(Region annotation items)
=======
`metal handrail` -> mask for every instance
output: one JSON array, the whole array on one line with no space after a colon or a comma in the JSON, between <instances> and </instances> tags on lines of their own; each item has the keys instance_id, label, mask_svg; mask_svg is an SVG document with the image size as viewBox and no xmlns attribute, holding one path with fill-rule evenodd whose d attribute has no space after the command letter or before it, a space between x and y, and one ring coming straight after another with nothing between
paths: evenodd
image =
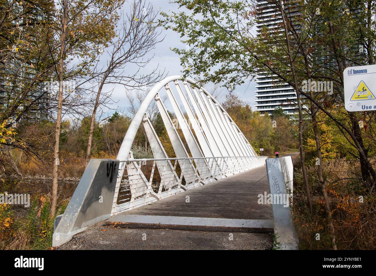
<instances>
[{"instance_id":1,"label":"metal handrail","mask_svg":"<svg viewBox=\"0 0 376 276\"><path fill-rule=\"evenodd\" d=\"M267 158L268 156L264 155L263 156L218 156L214 157L182 157L173 158L146 158L143 159L125 159L124 160L120 160L120 162L143 162L144 161L165 161L171 160L192 160L193 159L209 159L212 158L255 158L256 157L263 157Z\"/></svg>"}]
</instances>

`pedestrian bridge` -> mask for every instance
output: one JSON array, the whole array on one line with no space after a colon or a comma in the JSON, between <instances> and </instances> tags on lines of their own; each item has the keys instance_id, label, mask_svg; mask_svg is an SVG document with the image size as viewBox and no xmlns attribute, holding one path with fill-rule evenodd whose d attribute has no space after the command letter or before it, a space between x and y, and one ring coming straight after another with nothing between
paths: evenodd
<instances>
[{"instance_id":1,"label":"pedestrian bridge","mask_svg":"<svg viewBox=\"0 0 376 276\"><path fill-rule=\"evenodd\" d=\"M168 102L161 97L167 95ZM168 156L147 115L158 106L174 153ZM170 117L165 105L173 110ZM153 157L134 158L139 128ZM92 159L64 214L56 218L54 246L100 221L188 228L270 231L267 157L255 153L220 104L204 88L179 76L150 91L134 116L116 160Z\"/></svg>"}]
</instances>

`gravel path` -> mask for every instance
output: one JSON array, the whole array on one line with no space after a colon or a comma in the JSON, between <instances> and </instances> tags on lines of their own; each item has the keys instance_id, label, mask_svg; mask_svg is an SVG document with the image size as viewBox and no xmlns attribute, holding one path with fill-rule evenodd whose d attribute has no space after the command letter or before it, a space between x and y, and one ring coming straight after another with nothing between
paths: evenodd
<instances>
[{"instance_id":1,"label":"gravel path","mask_svg":"<svg viewBox=\"0 0 376 276\"><path fill-rule=\"evenodd\" d=\"M56 249L265 250L272 244L273 236L268 234L116 228L101 224Z\"/></svg>"}]
</instances>

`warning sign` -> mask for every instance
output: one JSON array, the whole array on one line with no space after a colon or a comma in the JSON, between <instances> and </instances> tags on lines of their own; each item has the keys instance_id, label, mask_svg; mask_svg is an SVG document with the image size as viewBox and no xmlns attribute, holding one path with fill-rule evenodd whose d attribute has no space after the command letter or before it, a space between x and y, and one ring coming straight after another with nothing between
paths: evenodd
<instances>
[{"instance_id":1,"label":"warning sign","mask_svg":"<svg viewBox=\"0 0 376 276\"><path fill-rule=\"evenodd\" d=\"M347 110L376 111L376 64L346 68L343 86Z\"/></svg>"},{"instance_id":2,"label":"warning sign","mask_svg":"<svg viewBox=\"0 0 376 276\"><path fill-rule=\"evenodd\" d=\"M374 95L362 80L361 81L356 87L350 101L362 101L365 100L374 100Z\"/></svg>"}]
</instances>

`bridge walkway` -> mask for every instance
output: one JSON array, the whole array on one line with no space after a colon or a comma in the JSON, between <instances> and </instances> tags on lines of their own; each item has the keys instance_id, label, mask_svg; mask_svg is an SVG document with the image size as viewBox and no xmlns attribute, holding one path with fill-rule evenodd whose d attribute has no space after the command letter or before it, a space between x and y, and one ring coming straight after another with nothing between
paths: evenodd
=======
#### Work required
Leave the pictures out, and print every line of the listing exactly as written.

#### Exercise answer
`metal handrail` -> mask for every instance
output: one JSON array, the whole array on one line with no space after a colon or a comma in the JSON, between <instances> and </instances> tags on lines of their own; each item has the keys instance_id, label, mask_svg; mask_svg is an SVG document with the image size as viewBox and no xmlns attribute, holding one path with fill-rule evenodd whose d attribute has no space after the command letter or before it, a space between x and y, and one ring coming straight after another with nothing between
paths: evenodd
image =
<instances>
[{"instance_id":1,"label":"metal handrail","mask_svg":"<svg viewBox=\"0 0 376 276\"><path fill-rule=\"evenodd\" d=\"M267 158L268 156L264 155L263 156L218 156L214 157L182 157L173 158L146 158L143 159L125 159L124 160L120 160L120 162L143 162L144 161L165 161L171 160L192 160L193 159L209 159L212 158L255 158L256 157L263 157Z\"/></svg>"}]
</instances>

`pedestrian bridge` -> mask for every instance
output: one JSON array, the whole array on one line with no space after a colon or a comma in the JSON, between <instances> and </instances> tags on lines of their own; each item has the keys instance_id, label, mask_svg; mask_svg is an SVG document with the image size as viewBox and no xmlns attribute, holding one path with fill-rule evenodd whose d attribute has no space after the command letter or before it, a space between x and y, and one ring coming straight after another with nothing between
paths: evenodd
<instances>
[{"instance_id":1,"label":"pedestrian bridge","mask_svg":"<svg viewBox=\"0 0 376 276\"><path fill-rule=\"evenodd\" d=\"M168 102L161 97L167 95ZM168 156L147 115L158 106L174 153ZM170 117L165 105L173 110ZM153 157L134 158L139 128ZM92 159L64 214L56 218L54 246L100 221L188 228L270 231L267 157L255 153L220 104L204 88L179 76L150 91L134 116L116 160Z\"/></svg>"}]
</instances>

`gravel path` -> mask for every instance
output: one JSON array, the whole array on one line with no space after a colon or a comma in the JSON, between <instances> and </instances> tags on lines of their own; each item has the keys instance_id, label, mask_svg; mask_svg is an SVG document with the image size as viewBox and no xmlns attribute, holding one path with fill-rule evenodd whose d attribute has no space after the command letter or before it, a space between x and y, and one ring coming straight after another with nothing between
paths: evenodd
<instances>
[{"instance_id":1,"label":"gravel path","mask_svg":"<svg viewBox=\"0 0 376 276\"><path fill-rule=\"evenodd\" d=\"M56 249L265 250L272 244L273 236L268 234L116 228L101 224Z\"/></svg>"}]
</instances>

`warning sign` -> mask for every instance
output: one JSON array, the whole array on one line with no space after a colon or a comma in the JSON, between <instances> and </instances> tags on lines of their own; each item has the keys instance_id, label, mask_svg; mask_svg is an SVG document with the image size as viewBox and no xmlns attribute, holding one path with fill-rule evenodd whose d attribute has no space after the command letter or before it, a space between x and y, and one ring coming straight after another with nothing between
paths: evenodd
<instances>
[{"instance_id":1,"label":"warning sign","mask_svg":"<svg viewBox=\"0 0 376 276\"><path fill-rule=\"evenodd\" d=\"M347 110L376 111L376 64L346 68L343 86Z\"/></svg>"},{"instance_id":2,"label":"warning sign","mask_svg":"<svg viewBox=\"0 0 376 276\"><path fill-rule=\"evenodd\" d=\"M374 95L362 80L361 81L356 87L350 101L362 101L365 100L374 100Z\"/></svg>"}]
</instances>

`bridge walkway` -> mask for every instance
output: one JSON array, the whole array on one line with no space after a colon or a comma in the JSON, between <instances> and </instances> tags on lines of their own; each item has the keys instance_id, label, mask_svg; mask_svg is an SVG document with the image size as viewBox and no xmlns attribute, holding one path with fill-rule evenodd whose d attribute has no space after the command letter or before it, a space between x and y, and one ring coming straight after another with nothing between
paths: evenodd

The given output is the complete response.